- Born: 14 April 1978 (age 48) Tbilisi, Georgia
- Occupations: Executive Director, Transparency International Georgia
- Years active: 1996–present
- Known for: Anti-corruption and democracy activism

= Eka Gigauri =

Georgian civil society leader and anti-corruption advocate

Eka Gigauri (ეკა გიგაური; born 14 April 1978) is a Georgian civil society leader and human rights advocate. Since 2010 she has served as Executive Director of Transparency International Georgia, and has previously held roles on the Global Board of Directors of Transparency International.

She studied International Relations at Tbilisi State University, earned an MBA at the Caucasus School of Business, and an LLM in International Law from Vrije Universiteit Amsterdam. She also completed executive programmes at Stanford University’s CDDRL, and an executive course at Harvard Business School.

== Career ==

=== Early public administration and communications ===
Gigauri’s early roles included internships at the Parliament of Georgia and the Georgian Public Broadcaster, followed by assignments at the Ministry of Transport and the Ministry of Foreign Affairs.

She later worked in public relations as a Consultant at IPM (2002–2003) and as Public Affairs Coordinator at the Tbilisi Marriott Hotel (2003–2004).

=== Border security and reform (2004–2008) ===
From 2004 to 2008, she served in leadership roles at the Border Police of Georgia, including as Deputy Head. Her work focused on anti-corruption reforms, modernisation of border operations, and European integration. After leaving government service she worked as a border and migration governance expert in the Netherlands and South Caucasus.

=== Leadership at TI Georgia (2010–present) ===
Gigauri joined Transparency International Georgia in 2010 and became Executive Director soon after.

Under her leadership the organisation expanded its investigative capacity, opened regional offices, and launched civic programmes on transparency and accountability.

Her responsibilities include supervising TI Georgia’s investigations, publications, public communications and advocacy on themes including political finance, media freedom, judicial independence and public procurement.

Major investigative cases under her stewardship include:
- Investigations revealing alleged business links of Bidzina Ivanishvili and his family in Russia via offshore companies and unreported property in Moscow.
- Exposés on corruption risks in the judiciary, including politically-influenced case assignment and non-transparent judge selection.
- Analyses of party funding and procurement, including circular donor schemes and pressure on contributors to the ruling party.
- Monitoring of procurement and media finance involving pro-government media including Imedi TV.

Her leadership has helped TI Georgia become one of the most reliable civil society institutions in Georgia and a significant contributor to democratic oversight.

== Activism and civic campaigns ==
Gigauri played an active role in the Must Carry / Must Offer campaign, leading to amendments to the Georgian Law on Broadcasting that ensured pluralistic political coverage during elections.

* [Available data]
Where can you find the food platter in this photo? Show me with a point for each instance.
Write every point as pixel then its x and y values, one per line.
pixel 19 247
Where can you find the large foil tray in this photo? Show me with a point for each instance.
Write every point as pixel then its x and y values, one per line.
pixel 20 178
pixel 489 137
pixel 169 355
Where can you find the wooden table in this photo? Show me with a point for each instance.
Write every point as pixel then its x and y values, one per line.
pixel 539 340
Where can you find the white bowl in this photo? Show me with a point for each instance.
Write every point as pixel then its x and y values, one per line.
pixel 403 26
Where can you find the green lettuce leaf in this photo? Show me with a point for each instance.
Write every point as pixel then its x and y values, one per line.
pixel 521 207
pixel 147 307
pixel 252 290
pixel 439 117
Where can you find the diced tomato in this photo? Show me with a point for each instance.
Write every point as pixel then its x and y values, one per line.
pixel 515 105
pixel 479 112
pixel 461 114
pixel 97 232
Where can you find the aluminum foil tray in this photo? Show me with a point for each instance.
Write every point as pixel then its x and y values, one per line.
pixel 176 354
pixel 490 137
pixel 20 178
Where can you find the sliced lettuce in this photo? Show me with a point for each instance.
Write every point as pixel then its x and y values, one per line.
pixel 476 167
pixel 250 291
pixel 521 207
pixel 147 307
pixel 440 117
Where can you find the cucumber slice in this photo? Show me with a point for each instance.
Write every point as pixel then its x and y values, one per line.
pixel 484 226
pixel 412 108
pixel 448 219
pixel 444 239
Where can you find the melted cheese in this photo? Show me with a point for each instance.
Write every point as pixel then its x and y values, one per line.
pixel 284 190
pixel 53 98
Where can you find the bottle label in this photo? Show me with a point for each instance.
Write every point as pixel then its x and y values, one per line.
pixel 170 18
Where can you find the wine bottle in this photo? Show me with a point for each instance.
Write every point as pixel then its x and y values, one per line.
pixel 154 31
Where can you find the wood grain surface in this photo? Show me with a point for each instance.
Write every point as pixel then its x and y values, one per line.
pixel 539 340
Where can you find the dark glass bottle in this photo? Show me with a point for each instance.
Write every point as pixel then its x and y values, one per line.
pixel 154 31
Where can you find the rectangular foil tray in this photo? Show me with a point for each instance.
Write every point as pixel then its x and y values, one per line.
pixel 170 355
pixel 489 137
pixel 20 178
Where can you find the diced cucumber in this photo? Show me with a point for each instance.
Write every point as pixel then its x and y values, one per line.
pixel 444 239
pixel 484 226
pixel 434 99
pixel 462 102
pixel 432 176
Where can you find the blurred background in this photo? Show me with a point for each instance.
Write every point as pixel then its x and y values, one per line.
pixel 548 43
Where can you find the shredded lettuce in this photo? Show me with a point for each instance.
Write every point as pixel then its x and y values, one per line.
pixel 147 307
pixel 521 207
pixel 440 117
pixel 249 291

* [Work request] Reproduce the part of the Eka Gigauri text starting with "Her leadership has" and going on through "coverage during elections.". These rows have no connection to the Eka Gigauri text.

* [Finished task]
Her leadership has helped TI Georgia become one of the most reliable civil society institutions in Georgia and a significant contributor to democratic oversight.

== Activism and civic campaigns ==
Gigauri played an active role in the Must Carry / Must Offer campaign, leading to amendments to the Georgian Law on Broadcasting that ensured pluralistic political coverage during elections.